__Page extract__
-- Opening Marker --
Wednesday, 13 August 2025


Motions

Health system


Georgie CROZIER, Ryan BATCHELOR, Lee TARLAMIS

Motions

Health system

Georgie CROZIER (Southern Metropolitan) (15:47): I am pleased to be able to rise and speak to motion 1023 in my name. It is an issue that I have raised on many occasions around elective surgery waiting lists and the latest Victorian Agency for Health Information (VAHI) data, which also includes ambulance response times, dental waitlists and specialist waitlists, and this is essentially what this motion goes to. I move:

That this house notes that:

(1) too many Victorians continue to suffer because of the Allan Labor government’s failure to deliver basic health services, as the latest Victorian Agency for Health Information quarterly data released on 7 August 2025 reveals:

(a) there are 58,627 Victorians on the waiting list for vital surgery;

(b) ambulance response times remain well below the government’s own target, with the benchmark of 15 minutes to respond to urgent code 1 cases only met 65.3 per cent of the time;

(c) at Box Hill Hospital, only 47 per cent of patients are being transferred to the emergency department within the recommended timeframe;

(d) wait times for specialist appointments have increased in the last quarter;

(e) wait times for dental appointments have increased in the last quarter; and

(2) in 2022, Labor promised to deliver 240,000 surgeries a year and when they failed to meet this number, they simply revised it downwards.

I read that in because there are issues around the numbers of Victorians waiting on the waitlist to get their surgery. It might be semiurgent surgery or it might be other surgery that they have been waiting for years, and in today’s Auditor-General’s report that is exactly what we have found. The Auditor’s report Planned Surgery in Victoria, August 2025, shows a whole range of failures by the government. What they were doing is they were looking at two lines of inquiry: did the Department of Health deliver all elements of the COVID catch-up plan, and were the plan’s outcomes achieved? In this report, if you read it, page after page it really says that the government did not meet their own targets, they did not meet their own plans – there were problems the whole way through. One of the things that I was particularly concerned about is that:

The department told us that as at May 2025 there were 583 March 2022 long waiter cohort patients waiting for surgery.
-- Closing Marker --
__Work instruction 1__
In the health system motion, how many Victorians are on the waiting list for vital surgery?
__Work instruction 2__
Translate this sentence from the health system speech into Spanish: "The Auditor’s report Planned Surgery in Victoria, August 2025, shows a whole range of failures by the government."
__Work instruction 3__
Extend the health system speech, picking up right after its final sentence.

__Extracted information__
-- Opening Marker --
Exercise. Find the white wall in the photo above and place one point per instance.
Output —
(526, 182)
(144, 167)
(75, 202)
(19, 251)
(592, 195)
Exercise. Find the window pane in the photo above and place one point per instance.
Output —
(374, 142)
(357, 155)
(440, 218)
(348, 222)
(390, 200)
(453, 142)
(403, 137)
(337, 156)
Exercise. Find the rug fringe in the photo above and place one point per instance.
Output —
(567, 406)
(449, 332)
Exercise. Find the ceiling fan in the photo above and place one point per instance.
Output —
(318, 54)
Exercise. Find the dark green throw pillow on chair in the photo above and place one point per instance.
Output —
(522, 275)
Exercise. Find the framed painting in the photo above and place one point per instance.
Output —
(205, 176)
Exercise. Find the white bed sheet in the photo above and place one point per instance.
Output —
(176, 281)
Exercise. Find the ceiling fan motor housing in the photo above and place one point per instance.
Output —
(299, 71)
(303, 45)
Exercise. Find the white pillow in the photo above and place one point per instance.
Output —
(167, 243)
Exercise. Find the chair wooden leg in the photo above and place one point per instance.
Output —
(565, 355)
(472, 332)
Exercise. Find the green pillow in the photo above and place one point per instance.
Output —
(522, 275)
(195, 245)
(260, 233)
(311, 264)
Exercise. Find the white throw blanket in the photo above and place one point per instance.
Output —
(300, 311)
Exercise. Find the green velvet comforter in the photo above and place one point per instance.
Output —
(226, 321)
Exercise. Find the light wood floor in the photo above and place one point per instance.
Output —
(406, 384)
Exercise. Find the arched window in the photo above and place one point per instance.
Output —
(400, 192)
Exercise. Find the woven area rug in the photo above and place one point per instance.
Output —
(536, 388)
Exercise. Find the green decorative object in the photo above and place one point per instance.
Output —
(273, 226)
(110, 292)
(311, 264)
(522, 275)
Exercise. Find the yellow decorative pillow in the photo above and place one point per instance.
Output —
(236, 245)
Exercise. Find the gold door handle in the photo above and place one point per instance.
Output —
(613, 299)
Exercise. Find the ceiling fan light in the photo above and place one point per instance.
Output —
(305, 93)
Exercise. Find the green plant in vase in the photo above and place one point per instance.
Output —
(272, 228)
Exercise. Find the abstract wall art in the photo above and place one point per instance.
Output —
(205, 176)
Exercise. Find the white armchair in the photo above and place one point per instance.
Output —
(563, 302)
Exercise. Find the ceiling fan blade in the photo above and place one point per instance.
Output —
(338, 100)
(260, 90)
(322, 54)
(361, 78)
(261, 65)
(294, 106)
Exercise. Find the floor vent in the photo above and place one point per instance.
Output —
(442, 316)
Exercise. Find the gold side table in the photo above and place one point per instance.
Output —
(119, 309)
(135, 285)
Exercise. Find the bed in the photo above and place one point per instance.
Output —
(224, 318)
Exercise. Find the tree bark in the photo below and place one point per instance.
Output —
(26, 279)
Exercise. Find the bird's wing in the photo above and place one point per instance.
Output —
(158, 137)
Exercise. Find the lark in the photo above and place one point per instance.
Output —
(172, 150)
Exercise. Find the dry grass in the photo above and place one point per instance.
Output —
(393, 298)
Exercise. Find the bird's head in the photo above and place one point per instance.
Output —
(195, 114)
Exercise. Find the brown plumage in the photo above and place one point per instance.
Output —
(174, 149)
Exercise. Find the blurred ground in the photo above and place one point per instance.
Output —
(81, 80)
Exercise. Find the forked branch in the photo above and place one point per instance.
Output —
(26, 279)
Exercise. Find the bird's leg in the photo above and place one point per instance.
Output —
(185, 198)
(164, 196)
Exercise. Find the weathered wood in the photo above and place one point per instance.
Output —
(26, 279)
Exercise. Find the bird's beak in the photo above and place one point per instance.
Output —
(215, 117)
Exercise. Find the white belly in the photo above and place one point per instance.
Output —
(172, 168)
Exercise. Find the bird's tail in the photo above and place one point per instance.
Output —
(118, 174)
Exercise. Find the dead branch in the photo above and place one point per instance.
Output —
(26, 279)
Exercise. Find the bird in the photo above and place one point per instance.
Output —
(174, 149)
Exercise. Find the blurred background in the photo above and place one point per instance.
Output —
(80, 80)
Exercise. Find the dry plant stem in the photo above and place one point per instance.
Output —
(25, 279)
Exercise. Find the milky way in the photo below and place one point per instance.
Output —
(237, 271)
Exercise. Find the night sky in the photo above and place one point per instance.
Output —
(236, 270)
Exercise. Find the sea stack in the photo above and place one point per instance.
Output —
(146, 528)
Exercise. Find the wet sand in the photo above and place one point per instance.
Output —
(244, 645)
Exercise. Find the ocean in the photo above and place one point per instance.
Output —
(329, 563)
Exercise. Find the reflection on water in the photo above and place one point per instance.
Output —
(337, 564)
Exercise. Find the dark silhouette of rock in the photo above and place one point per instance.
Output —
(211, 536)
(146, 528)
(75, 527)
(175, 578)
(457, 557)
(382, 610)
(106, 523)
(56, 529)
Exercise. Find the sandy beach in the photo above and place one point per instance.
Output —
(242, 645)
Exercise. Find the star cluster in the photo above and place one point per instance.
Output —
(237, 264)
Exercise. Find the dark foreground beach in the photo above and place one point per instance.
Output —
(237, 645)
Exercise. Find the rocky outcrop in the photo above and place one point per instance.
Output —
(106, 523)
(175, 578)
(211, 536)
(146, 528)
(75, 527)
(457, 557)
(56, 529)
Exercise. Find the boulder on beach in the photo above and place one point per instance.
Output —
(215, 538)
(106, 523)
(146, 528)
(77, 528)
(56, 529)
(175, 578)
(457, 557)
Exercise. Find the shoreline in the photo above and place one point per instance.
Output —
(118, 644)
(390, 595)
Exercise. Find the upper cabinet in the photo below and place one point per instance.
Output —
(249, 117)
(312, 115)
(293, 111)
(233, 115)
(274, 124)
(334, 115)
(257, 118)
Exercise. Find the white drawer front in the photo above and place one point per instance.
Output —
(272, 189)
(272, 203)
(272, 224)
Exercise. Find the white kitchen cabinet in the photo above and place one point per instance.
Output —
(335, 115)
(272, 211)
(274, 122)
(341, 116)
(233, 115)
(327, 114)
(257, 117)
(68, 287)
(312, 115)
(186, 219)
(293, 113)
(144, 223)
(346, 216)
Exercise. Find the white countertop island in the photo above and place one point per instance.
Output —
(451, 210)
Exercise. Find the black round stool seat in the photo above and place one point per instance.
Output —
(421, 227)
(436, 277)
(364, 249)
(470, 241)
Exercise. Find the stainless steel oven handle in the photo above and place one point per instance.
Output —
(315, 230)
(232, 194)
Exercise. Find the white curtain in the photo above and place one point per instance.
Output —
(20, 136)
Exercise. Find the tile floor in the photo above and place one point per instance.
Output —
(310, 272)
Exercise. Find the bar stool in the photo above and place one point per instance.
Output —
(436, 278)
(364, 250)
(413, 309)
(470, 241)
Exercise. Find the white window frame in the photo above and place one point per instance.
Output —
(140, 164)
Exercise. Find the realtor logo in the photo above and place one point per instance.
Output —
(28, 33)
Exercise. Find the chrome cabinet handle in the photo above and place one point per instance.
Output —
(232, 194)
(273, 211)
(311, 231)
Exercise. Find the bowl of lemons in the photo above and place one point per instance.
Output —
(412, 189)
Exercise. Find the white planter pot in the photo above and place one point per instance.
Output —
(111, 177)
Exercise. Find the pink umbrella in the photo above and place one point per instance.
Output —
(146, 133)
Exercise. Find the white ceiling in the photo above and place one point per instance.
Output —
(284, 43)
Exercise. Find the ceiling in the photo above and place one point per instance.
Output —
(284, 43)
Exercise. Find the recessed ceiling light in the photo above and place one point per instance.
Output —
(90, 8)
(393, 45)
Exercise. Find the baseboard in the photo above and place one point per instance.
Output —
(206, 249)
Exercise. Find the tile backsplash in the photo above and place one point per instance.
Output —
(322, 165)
-- Closing Marker --
__Answer section 1__
58,627 Victorians

__Answer section 2__
El informe del Auditor, Planned Surgery in Victoria, de agosto de 2025, muestra toda una serie de fallos del gobierno.

__Answer section 3__
So you have got this list. But it also talks about those hospitals that are not included in this because they are not in the elective surgery information system. I want to draw attention to something that I have raised on many occasions. In this Victorian Auditor-General’s Office (VAGO) report it talks about the number of health services that do provide ESIS data but also the dozens of hospitals that do not – that are still not included. I have raised this for years in the Public Accounts and Estimates Committee (PAEC). In 2022–23 I asked about this very issue, and the response was, ‘It’s coming on in time.’ In fact it was a question asked by Mr Danny O’Brien, and the then department secretary’s response was:

Part of the planned surgery recovery reform program is to progressively make those non-ESIS lists visible, and so we will add them to ESIS.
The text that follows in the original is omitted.